━━━ INPUT MATERIAL
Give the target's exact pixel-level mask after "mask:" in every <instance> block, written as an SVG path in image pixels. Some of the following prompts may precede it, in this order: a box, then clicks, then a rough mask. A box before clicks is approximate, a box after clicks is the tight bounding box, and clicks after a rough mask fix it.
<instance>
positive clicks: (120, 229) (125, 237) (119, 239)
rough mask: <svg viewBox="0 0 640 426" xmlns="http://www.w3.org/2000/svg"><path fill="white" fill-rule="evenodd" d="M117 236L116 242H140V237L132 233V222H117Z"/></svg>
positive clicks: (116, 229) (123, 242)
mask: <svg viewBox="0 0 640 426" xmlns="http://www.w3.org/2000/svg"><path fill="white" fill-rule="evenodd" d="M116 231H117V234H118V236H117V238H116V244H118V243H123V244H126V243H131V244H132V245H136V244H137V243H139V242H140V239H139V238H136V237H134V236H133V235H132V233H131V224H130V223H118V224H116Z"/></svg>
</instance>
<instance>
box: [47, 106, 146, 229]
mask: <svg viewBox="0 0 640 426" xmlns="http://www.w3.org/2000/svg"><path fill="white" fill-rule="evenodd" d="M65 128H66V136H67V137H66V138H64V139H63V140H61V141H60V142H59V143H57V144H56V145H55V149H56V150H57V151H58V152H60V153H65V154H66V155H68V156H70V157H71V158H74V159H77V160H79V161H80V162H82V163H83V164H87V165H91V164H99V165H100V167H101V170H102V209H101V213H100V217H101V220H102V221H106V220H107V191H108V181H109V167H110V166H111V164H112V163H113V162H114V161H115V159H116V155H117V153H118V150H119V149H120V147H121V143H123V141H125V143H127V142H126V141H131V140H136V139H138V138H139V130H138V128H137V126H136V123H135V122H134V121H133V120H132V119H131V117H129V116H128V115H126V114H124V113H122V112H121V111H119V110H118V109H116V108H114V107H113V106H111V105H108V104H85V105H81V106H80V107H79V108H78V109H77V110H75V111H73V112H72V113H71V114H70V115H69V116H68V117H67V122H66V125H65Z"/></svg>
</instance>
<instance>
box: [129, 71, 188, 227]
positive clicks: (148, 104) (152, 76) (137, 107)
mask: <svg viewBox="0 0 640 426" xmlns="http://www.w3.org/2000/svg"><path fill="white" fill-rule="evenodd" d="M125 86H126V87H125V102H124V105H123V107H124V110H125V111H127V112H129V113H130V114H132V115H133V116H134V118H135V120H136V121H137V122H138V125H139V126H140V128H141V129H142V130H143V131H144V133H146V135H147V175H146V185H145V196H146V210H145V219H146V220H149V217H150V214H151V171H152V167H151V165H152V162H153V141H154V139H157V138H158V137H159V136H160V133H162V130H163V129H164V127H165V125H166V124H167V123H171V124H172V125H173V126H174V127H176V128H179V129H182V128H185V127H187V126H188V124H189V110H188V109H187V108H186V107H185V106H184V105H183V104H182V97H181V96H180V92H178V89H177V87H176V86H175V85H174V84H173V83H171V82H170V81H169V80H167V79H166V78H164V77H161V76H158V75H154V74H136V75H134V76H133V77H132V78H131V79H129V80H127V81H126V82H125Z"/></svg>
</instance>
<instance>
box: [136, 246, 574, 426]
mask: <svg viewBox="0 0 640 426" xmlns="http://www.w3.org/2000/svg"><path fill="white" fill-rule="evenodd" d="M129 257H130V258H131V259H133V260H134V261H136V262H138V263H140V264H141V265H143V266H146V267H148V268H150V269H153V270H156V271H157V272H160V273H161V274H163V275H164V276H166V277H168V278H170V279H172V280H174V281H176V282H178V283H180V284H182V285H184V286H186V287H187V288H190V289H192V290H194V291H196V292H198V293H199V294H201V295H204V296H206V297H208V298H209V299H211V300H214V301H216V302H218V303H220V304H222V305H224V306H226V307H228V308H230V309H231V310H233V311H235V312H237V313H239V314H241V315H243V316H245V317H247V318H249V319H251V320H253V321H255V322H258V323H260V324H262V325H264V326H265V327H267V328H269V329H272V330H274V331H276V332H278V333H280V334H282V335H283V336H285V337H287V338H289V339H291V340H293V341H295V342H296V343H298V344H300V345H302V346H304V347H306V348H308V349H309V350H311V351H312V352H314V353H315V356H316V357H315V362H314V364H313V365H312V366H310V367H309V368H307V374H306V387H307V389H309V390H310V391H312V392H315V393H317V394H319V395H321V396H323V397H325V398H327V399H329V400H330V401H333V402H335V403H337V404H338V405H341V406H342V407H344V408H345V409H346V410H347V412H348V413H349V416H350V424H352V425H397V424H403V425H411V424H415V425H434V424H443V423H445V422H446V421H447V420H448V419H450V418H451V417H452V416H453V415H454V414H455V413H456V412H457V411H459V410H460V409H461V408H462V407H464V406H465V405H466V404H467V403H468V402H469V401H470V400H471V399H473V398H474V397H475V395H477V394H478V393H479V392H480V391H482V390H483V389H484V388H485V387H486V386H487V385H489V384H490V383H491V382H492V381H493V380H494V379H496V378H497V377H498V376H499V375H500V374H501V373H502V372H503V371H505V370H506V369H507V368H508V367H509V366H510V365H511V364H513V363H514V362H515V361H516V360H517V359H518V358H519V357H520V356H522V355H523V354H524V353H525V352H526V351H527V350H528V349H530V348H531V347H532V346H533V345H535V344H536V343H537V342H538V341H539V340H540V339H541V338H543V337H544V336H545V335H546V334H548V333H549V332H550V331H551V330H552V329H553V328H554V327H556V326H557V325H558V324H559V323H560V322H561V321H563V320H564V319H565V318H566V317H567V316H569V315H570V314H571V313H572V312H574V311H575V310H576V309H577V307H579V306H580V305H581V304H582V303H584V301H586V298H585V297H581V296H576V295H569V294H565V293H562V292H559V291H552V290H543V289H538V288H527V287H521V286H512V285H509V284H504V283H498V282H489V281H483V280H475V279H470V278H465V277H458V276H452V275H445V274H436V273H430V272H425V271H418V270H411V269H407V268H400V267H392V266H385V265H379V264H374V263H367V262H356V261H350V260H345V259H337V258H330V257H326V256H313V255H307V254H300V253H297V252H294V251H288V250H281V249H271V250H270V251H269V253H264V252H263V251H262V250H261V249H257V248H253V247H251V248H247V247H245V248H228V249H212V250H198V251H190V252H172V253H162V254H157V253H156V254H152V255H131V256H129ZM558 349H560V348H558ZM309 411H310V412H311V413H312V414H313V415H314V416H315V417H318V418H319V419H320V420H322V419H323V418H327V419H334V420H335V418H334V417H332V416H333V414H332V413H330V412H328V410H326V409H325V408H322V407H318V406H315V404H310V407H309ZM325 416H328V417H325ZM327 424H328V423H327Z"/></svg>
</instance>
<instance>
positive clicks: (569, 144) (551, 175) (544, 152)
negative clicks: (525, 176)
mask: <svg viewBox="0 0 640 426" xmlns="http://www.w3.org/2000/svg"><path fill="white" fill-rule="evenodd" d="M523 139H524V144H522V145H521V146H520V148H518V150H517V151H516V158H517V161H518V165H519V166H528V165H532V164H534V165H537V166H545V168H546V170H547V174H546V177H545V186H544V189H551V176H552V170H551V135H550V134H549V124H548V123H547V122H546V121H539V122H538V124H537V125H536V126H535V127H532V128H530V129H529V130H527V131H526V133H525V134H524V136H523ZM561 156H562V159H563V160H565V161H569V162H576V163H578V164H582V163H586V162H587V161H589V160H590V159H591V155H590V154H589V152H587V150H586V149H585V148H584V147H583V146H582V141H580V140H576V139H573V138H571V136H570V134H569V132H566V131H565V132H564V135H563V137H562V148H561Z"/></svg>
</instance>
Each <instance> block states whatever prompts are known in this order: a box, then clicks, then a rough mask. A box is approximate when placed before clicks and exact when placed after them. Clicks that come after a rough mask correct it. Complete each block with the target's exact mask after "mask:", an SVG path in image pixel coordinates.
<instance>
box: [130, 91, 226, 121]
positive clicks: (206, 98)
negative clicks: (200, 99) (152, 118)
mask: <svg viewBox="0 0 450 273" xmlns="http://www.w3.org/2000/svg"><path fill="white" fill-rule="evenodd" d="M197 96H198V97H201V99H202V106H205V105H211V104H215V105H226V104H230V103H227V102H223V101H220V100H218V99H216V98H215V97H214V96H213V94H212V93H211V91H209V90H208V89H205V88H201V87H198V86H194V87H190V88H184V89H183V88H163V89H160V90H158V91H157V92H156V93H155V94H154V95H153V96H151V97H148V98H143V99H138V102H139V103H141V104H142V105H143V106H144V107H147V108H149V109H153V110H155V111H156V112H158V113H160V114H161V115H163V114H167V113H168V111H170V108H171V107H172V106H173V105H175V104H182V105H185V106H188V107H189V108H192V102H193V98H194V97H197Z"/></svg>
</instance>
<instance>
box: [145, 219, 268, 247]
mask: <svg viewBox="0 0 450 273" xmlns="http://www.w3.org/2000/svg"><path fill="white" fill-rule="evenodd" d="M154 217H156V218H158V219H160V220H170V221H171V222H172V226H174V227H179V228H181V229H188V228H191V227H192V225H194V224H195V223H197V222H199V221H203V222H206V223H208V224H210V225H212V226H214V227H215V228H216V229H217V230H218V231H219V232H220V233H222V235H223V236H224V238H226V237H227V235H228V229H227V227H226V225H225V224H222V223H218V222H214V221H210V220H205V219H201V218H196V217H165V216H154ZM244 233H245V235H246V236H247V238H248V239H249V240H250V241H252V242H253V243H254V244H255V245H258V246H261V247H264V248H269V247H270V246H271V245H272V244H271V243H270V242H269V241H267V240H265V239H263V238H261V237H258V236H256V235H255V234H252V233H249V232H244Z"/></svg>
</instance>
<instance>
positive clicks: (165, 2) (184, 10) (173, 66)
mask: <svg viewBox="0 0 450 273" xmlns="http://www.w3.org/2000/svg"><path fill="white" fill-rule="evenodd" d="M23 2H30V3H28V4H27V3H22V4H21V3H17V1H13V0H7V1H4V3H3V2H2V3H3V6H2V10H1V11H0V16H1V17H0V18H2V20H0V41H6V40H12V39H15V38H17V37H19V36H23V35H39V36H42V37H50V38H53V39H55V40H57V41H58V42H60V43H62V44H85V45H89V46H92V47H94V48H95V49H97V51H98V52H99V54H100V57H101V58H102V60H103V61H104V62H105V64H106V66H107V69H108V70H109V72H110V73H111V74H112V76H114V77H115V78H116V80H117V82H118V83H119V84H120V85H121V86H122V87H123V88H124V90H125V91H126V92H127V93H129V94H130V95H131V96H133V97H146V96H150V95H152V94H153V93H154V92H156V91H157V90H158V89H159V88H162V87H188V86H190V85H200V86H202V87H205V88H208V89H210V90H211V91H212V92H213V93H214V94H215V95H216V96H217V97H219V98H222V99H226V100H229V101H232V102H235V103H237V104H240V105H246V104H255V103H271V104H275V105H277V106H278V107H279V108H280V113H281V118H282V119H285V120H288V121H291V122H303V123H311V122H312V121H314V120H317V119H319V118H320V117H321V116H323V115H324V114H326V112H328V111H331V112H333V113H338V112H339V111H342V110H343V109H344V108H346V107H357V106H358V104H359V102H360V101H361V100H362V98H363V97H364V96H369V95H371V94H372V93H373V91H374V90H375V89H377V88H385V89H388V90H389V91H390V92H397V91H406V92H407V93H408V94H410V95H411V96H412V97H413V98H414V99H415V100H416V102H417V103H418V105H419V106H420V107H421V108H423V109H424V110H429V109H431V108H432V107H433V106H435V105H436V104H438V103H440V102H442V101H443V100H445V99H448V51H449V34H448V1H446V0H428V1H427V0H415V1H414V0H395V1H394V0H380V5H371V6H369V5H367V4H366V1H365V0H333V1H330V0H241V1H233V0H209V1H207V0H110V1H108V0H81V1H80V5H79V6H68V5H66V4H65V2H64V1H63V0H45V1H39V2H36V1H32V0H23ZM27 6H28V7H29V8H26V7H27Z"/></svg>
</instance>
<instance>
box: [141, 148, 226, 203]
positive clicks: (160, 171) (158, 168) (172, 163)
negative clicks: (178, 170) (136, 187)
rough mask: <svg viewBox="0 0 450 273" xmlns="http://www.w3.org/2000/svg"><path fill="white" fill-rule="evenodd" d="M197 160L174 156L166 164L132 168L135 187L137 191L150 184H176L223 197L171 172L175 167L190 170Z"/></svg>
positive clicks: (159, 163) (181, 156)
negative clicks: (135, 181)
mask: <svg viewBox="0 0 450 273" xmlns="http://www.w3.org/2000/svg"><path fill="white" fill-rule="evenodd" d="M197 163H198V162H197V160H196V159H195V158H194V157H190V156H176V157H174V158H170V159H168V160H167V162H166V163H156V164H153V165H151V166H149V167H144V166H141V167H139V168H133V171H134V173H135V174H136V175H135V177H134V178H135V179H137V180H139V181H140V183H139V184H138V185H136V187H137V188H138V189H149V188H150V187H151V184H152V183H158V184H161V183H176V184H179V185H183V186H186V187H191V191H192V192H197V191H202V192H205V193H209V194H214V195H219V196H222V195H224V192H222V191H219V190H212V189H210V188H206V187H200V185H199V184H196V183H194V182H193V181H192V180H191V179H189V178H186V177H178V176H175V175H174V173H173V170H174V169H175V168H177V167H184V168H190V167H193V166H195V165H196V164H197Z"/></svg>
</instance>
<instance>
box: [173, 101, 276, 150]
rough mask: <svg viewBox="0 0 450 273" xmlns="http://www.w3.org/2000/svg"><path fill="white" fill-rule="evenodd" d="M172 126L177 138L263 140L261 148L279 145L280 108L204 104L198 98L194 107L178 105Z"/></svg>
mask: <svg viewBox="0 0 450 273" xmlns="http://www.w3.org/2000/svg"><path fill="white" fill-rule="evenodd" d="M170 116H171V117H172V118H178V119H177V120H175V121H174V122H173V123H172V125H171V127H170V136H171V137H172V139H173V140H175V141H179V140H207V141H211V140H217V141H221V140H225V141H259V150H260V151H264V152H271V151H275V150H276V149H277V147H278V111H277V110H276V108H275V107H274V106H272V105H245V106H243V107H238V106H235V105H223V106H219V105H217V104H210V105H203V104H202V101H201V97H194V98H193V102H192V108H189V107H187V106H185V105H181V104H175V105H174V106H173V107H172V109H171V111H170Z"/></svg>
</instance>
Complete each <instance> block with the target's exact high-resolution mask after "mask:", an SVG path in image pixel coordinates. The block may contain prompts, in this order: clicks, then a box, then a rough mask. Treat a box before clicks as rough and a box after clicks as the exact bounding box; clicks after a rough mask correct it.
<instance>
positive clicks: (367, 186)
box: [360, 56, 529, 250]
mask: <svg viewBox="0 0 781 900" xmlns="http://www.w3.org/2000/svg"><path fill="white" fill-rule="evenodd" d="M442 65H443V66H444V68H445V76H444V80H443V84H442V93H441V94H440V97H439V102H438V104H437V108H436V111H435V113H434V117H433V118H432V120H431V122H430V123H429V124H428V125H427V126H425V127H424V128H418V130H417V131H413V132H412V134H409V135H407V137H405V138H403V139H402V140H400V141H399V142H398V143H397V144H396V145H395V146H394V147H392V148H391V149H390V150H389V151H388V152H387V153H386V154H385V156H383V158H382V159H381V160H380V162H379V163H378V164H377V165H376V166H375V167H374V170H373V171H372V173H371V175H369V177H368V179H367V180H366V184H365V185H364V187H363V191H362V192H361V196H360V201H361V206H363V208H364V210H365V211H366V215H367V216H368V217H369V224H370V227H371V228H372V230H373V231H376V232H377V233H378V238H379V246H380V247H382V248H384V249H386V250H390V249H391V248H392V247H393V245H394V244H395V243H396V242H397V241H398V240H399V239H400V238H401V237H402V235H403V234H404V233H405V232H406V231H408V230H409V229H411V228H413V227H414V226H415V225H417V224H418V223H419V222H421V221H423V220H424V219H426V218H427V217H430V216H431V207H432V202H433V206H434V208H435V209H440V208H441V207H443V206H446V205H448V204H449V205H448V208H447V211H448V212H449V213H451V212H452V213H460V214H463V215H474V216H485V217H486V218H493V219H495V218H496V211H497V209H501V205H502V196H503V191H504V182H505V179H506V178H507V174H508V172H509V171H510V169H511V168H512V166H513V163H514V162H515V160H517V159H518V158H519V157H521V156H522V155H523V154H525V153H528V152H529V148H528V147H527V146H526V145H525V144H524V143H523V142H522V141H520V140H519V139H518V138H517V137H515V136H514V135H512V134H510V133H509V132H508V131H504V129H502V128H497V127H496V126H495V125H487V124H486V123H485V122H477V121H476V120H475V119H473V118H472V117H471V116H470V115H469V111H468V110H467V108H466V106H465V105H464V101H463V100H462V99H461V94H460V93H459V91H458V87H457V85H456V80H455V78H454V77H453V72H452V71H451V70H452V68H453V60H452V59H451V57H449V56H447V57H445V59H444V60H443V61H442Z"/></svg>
━━━━━━
## THE TASK:
Whenever the word "each" appears in a line above, copy that line.

## EXERCISE OUTPUT:
Each <instance> block states whatever prompts are known in this order: a box, then clicks, then a rough mask. A box is approximate when placed before clicks and exact when placed after them. Clicks that come after a rough mask correct it. Complete each block with the target's exact mask after "mask:", an SVG path in image pixel coordinates.
Complete each <instance> block with the target's exact high-resolution mask after "mask:", an SVG path in image pixel coordinates. The block may contain prompts, in this order: clicks, then a box, then a rough mask. Treat a box before clicks as rough and a box after clicks as the exact bounding box; clicks after a rough mask correct it.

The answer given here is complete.